**** TEXTE SOURCE ****

Philippe MARCHANDISE, Le jour de l’amélanchier, Editions Mols, 2013, 264 pp.

Disons-le d’emblée, ce premier roman de Philippe MARCHANDISE est une réussite.

Dans une langue classique et raffinée, qui tourne résolument le dos à certaines tendances actuelles, l’auteur, juriste d’entreprise et auteur de nombreux articles scientifiques en matière juridique, s’est lancé avec bonheur dans l’écriture d’un roman littéraire.

C’est un roman qui se lit agréablement et, même d’une traite, tant le lecteur est pris par le scénario captivant.

Pourtant le sujet est grave : une opération brutale, lourde et risquée qui surprend une alerte quinquagénaire en pleine force de l’âge. C’est une opération cardiaque qui touche à l’organe vital qu’est le cœur, à cette pompe qui nous maintient en vie, au sang qui bat et coule dans nos veines.

Le lecteur n’échappera pas aux dédales des hôpitaux, aux soins intensifs, ni aux descriptions qui relèvent de la médecine mais surtout il sera plongé dans l’univers réconfortant de la convalescence, ce moment merveilleux, ces semaines où le patient va chaque jour un peu mieux (au contraire de la vie courante et du vieillissement), ces jours bénis entre tous où le patient renaît à la vie, bref la vie à l’envers.

****

_QUESTIONS_
**1)** Recopiez le passage de la critique compris entre « C’est un roman » et « dans nos veines. », bornes incluses.
**2)** Répondez à ces questions sur la critique :
(a) En quelle année le roman a-t-il paru ?
(b) Quelle profession l’auteur exerce-t-il ?
(c) Quel organe l’opération touche-t-elle ?
**3)** Dites si chaque affirmation concorde avec la critique :
(a) Le roman compte 264 pages.
(b) Il s’agit du deuxième roman de l’auteur.
(c) L’opération surprend une personne âgée et affaiblie.
Les données ne servent pas ici.

**** EXTRAIT DE DONNÉES ****

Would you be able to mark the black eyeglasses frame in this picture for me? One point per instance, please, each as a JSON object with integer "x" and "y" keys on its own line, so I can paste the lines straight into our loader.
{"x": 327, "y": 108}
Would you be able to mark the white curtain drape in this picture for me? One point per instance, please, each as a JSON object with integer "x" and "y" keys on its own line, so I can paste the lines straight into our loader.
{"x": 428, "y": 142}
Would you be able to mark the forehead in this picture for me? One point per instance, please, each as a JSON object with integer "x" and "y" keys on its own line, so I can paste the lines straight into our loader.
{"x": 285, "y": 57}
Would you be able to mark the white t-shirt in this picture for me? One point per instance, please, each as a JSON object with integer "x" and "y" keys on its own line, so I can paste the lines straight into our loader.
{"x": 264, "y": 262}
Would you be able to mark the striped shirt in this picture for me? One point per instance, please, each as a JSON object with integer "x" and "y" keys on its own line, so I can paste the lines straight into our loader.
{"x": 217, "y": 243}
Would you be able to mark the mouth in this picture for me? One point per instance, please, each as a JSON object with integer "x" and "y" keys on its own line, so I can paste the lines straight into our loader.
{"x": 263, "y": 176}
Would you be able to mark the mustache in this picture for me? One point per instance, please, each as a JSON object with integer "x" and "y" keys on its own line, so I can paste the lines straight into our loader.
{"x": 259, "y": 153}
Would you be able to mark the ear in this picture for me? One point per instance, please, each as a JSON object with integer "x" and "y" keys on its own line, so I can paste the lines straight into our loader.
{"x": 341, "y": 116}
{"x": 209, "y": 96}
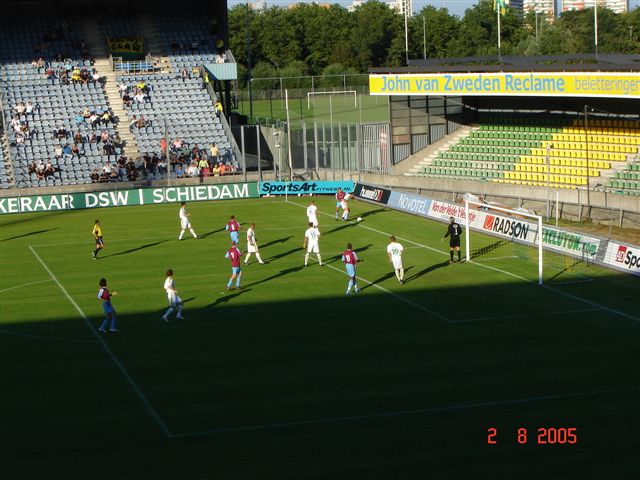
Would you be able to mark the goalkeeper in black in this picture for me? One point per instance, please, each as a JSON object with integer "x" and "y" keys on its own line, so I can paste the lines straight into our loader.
{"x": 454, "y": 230}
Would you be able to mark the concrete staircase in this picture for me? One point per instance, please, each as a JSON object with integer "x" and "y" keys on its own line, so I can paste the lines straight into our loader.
{"x": 418, "y": 161}
{"x": 8, "y": 165}
{"x": 154, "y": 47}
{"x": 96, "y": 44}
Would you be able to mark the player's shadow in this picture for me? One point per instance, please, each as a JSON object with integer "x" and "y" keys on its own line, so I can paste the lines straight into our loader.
{"x": 386, "y": 276}
{"x": 284, "y": 254}
{"x": 371, "y": 212}
{"x": 281, "y": 273}
{"x": 429, "y": 269}
{"x": 136, "y": 249}
{"x": 205, "y": 235}
{"x": 226, "y": 298}
{"x": 35, "y": 232}
{"x": 274, "y": 242}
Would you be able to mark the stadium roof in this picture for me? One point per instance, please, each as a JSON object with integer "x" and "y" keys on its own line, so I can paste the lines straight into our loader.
{"x": 549, "y": 63}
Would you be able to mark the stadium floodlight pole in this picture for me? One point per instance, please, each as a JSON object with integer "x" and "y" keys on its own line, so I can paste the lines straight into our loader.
{"x": 466, "y": 231}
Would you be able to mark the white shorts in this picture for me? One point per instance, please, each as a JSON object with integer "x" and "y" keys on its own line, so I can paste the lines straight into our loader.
{"x": 397, "y": 262}
{"x": 174, "y": 299}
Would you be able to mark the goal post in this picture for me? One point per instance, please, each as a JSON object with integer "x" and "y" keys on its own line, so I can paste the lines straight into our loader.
{"x": 514, "y": 226}
{"x": 310, "y": 95}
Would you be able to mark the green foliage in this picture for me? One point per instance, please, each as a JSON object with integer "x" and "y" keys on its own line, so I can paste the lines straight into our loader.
{"x": 309, "y": 37}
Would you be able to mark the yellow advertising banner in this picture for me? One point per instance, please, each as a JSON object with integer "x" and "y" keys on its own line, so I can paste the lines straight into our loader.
{"x": 540, "y": 84}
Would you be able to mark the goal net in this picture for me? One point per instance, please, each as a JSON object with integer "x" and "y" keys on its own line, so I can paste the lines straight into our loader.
{"x": 505, "y": 239}
{"x": 330, "y": 94}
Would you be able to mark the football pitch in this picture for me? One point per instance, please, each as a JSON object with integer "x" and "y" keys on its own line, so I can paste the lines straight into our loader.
{"x": 289, "y": 378}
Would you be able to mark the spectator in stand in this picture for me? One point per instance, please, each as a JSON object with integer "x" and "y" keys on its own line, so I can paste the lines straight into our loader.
{"x": 48, "y": 170}
{"x": 51, "y": 76}
{"x": 215, "y": 152}
{"x": 40, "y": 170}
{"x": 193, "y": 171}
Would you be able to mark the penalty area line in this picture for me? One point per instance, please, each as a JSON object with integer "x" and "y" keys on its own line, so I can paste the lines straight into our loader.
{"x": 402, "y": 413}
{"x": 137, "y": 390}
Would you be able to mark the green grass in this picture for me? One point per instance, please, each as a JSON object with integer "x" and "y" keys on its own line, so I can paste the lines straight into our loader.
{"x": 340, "y": 109}
{"x": 372, "y": 386}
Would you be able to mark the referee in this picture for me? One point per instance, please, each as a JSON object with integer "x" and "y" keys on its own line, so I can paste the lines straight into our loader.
{"x": 454, "y": 230}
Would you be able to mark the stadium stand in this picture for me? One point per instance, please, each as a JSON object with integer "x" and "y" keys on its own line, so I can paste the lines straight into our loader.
{"x": 514, "y": 150}
{"x": 176, "y": 107}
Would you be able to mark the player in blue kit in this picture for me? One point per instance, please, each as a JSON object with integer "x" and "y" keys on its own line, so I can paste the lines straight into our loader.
{"x": 107, "y": 307}
{"x": 349, "y": 258}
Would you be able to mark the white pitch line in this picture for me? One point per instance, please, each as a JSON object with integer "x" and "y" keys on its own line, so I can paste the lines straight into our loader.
{"x": 526, "y": 315}
{"x": 112, "y": 356}
{"x": 400, "y": 413}
{"x": 399, "y": 297}
{"x": 25, "y": 285}
{"x": 559, "y": 292}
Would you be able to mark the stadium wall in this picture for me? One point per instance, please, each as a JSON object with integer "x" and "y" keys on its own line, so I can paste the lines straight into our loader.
{"x": 619, "y": 256}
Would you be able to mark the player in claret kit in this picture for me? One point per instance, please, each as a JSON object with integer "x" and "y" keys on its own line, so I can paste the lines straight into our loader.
{"x": 312, "y": 214}
{"x": 233, "y": 227}
{"x": 349, "y": 258}
{"x": 454, "y": 230}
{"x": 175, "y": 302}
{"x": 339, "y": 201}
{"x": 234, "y": 255}
{"x": 312, "y": 244}
{"x": 184, "y": 221}
{"x": 107, "y": 307}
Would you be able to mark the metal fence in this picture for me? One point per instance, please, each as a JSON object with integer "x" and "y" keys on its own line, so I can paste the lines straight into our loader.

****

_RÉPONSES_
**1)**
C’est un roman qui se lit agréablement et, même d’une traite, tant le lecteur est pris par le scénario captivant.

Pourtant le sujet est grave : une opération brutale, lourde et risquée qui surprend une alerte quinquagénaire en pleine force de l’âge. C’est une opération cardiaque qui touche à l’organe vital qu’est le cœur, à cette pompe qui nous maintient en vie, au sang qui bat et coule dans nos veines.

**2)**
(a) 2013.
(b) Juriste d’entreprise.
(c) Le cœur.

**3)**
(a) Oui : « 264 pp. »
(b) Non : « ce premier roman de Philippe MARCHANDISE »
(c) Non : « une alerte quinquagénaire en pleine force de l’âge »